BRIEF: The answer is the line that contains "Where can the utility" followed by every later line of the entries below, each repeated exactly, and nothing else.

RECORDS FOR THE EXERCISE:
▼
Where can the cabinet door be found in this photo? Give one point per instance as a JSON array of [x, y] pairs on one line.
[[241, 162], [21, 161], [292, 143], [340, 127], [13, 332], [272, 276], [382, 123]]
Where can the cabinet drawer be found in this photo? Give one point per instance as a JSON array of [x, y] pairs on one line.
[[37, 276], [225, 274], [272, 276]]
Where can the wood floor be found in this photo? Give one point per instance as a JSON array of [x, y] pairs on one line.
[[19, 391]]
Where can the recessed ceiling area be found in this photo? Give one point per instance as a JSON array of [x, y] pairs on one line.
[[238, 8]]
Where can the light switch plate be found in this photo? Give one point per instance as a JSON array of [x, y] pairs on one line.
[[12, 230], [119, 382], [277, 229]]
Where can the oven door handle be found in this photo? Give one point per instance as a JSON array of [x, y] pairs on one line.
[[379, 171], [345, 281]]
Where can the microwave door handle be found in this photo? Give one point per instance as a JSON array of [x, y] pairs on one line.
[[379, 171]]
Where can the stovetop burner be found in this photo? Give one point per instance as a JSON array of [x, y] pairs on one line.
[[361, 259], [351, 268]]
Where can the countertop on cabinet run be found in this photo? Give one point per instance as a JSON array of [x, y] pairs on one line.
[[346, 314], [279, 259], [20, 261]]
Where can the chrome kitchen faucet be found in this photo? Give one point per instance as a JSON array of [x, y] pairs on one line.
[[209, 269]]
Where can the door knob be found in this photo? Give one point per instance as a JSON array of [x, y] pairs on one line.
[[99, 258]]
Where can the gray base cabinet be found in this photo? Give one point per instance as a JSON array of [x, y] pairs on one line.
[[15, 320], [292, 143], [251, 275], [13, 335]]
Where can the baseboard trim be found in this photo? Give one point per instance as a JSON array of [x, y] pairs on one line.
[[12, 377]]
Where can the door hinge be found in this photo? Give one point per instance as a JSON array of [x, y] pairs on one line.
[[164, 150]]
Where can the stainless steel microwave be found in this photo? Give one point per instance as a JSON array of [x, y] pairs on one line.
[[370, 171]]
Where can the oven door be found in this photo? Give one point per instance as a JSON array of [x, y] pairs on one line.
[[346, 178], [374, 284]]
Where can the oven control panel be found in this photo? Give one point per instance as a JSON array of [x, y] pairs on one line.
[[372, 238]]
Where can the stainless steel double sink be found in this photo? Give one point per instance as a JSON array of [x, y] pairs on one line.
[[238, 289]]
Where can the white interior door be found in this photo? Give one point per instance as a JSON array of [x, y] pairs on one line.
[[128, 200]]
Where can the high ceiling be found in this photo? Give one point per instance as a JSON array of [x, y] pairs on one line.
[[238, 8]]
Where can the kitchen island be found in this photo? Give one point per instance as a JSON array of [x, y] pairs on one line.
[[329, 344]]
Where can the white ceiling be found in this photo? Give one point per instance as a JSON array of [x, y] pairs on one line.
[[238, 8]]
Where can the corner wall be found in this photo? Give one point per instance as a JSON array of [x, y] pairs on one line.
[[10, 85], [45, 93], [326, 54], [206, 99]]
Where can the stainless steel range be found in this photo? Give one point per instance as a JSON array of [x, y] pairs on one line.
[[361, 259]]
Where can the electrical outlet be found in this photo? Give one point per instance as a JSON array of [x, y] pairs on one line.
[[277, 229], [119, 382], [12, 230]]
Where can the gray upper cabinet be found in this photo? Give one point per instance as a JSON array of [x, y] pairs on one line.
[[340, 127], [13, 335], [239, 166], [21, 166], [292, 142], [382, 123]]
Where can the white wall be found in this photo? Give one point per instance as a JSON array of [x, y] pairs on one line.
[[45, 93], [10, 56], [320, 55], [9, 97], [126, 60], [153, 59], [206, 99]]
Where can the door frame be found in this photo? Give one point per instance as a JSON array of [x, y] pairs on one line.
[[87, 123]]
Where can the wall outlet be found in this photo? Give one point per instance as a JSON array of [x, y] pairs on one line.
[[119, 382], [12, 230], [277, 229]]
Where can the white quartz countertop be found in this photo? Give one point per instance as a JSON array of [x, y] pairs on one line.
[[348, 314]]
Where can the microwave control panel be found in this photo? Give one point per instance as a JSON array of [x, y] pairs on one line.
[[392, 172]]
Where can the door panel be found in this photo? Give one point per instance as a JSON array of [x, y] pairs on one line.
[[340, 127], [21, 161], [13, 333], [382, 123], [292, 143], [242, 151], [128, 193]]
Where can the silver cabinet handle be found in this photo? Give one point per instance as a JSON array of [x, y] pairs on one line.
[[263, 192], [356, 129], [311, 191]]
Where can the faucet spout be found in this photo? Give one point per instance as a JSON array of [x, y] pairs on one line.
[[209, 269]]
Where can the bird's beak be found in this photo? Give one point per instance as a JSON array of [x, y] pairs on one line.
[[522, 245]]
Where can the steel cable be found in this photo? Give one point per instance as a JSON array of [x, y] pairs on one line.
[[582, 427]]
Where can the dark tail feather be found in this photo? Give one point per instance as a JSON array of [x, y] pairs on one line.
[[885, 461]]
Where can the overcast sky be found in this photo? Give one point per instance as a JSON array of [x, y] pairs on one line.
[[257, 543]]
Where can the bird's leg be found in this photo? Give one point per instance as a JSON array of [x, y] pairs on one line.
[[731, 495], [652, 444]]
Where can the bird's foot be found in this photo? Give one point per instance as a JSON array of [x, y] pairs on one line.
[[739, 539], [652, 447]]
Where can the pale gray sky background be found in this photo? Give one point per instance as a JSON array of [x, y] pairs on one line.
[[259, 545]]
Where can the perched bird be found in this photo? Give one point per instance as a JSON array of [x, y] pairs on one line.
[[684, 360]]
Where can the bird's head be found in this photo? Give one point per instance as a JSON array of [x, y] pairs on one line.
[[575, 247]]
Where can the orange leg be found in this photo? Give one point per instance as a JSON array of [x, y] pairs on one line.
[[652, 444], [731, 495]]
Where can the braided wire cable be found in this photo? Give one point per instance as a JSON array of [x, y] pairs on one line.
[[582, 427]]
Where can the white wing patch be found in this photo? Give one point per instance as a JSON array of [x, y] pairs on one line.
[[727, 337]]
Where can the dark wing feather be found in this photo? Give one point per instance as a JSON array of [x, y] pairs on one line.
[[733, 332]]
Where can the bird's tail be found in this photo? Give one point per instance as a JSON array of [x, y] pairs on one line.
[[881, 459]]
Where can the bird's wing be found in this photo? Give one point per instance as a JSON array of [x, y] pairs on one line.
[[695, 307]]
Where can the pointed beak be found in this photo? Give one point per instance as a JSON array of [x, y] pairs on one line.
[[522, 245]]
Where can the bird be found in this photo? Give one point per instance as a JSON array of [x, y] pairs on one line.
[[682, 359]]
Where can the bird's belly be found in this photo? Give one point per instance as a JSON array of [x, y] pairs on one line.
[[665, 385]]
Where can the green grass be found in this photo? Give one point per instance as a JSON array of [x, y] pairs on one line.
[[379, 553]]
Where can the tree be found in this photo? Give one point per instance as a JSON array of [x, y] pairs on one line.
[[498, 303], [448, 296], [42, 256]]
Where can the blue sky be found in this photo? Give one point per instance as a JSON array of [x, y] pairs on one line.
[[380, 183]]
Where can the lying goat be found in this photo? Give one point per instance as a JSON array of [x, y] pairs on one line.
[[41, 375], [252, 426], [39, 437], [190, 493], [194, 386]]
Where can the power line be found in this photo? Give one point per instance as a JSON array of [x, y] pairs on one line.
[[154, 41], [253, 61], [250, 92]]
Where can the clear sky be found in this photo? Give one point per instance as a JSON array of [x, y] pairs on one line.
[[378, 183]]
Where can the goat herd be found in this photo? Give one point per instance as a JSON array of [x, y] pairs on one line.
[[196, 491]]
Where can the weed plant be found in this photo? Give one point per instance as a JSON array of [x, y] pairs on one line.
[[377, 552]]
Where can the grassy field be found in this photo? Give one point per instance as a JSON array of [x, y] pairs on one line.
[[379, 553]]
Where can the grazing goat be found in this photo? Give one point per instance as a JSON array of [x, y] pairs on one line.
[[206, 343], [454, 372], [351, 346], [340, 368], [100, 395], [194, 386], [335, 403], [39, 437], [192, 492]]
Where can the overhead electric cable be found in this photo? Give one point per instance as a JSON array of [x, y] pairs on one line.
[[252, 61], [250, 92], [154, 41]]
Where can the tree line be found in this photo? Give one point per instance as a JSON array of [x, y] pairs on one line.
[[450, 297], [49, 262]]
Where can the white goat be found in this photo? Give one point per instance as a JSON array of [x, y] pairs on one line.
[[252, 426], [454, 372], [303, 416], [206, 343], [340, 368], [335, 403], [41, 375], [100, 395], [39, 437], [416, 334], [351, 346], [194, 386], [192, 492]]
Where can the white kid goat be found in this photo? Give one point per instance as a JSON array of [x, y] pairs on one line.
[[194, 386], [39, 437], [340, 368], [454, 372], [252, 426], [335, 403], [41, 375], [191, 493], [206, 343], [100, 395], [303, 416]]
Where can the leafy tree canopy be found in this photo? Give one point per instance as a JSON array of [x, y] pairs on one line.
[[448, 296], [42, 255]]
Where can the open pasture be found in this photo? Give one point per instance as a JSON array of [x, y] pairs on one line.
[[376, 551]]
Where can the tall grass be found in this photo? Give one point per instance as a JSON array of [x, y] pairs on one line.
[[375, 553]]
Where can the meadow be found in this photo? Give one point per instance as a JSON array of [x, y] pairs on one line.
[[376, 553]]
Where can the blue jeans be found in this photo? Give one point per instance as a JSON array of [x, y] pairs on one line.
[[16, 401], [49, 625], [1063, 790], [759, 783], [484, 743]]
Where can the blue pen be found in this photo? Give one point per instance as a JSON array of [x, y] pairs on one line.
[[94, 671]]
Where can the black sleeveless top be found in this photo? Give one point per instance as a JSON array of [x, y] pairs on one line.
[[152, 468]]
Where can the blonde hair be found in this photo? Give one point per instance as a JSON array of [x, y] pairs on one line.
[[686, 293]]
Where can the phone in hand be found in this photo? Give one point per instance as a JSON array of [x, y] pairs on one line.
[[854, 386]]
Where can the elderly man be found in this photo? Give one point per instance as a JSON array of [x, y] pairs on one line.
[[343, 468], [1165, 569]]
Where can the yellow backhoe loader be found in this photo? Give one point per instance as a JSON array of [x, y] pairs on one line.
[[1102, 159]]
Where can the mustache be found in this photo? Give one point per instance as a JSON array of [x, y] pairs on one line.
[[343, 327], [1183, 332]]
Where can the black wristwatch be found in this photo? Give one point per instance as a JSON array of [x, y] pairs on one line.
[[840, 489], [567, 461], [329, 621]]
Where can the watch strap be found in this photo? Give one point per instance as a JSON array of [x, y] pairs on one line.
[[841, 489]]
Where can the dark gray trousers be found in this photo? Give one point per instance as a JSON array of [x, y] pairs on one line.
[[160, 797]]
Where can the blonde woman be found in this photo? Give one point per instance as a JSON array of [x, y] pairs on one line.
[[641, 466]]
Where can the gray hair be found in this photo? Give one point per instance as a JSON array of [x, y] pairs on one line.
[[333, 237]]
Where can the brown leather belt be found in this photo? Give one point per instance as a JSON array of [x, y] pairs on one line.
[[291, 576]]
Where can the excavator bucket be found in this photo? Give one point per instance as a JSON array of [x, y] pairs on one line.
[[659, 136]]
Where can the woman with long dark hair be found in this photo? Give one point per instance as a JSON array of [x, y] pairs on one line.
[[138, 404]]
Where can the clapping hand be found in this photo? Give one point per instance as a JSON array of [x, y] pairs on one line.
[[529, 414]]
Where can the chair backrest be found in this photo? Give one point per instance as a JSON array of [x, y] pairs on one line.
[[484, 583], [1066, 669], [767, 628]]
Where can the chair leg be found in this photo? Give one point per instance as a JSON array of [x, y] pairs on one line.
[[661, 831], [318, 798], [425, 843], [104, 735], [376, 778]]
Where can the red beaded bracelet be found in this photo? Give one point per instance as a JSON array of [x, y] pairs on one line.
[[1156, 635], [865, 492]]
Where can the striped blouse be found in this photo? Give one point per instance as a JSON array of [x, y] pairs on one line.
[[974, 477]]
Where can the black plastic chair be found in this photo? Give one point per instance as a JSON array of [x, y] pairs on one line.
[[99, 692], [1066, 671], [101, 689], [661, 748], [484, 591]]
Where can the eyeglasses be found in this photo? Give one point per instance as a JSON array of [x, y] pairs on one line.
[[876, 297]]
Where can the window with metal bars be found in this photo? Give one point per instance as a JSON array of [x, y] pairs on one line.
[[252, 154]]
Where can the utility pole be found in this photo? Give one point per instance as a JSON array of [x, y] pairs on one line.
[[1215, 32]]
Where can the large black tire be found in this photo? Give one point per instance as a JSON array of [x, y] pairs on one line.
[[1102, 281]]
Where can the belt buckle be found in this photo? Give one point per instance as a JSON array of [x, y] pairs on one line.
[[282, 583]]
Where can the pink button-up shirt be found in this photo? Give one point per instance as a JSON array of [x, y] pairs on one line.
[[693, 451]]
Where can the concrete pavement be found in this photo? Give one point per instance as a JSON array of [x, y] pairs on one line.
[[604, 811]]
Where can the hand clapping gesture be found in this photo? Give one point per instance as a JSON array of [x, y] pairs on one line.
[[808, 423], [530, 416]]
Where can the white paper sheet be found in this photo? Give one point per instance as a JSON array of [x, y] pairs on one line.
▲
OUTPUT OF THE EXERCISE:
Where can the utility pole be found in this photo? Give one point per instance as a JSON array of [x, y] pairs on one line.
[[1215, 32]]
Where can the large black tire be found in this photo? Give one point per instance as a JSON array of [x, y] pairs on one line.
[[1102, 281]]
Where can the belt buckle be found in this photo? Give one point per instance as a JSON array of [x, y] pairs on one line.
[[282, 583]]
Where can the pink button-up shirt be found in this photo? Give one point per instance as a JSON array of [x, y] pairs on one line.
[[693, 451]]
Where can the concrete pavement be found in this photo? Give one point per instance as a JSON array of [x, y] pairs on one line.
[[604, 811]]
Where can the hand clapping gesture be found in this photo? Give one point per instance as a JSON array of [x, y] pairs on one line.
[[808, 423], [530, 416]]
Where can the white paper sheet be found in this photo? Give one point per instance as a JSON array of [x, y] pairs on one line.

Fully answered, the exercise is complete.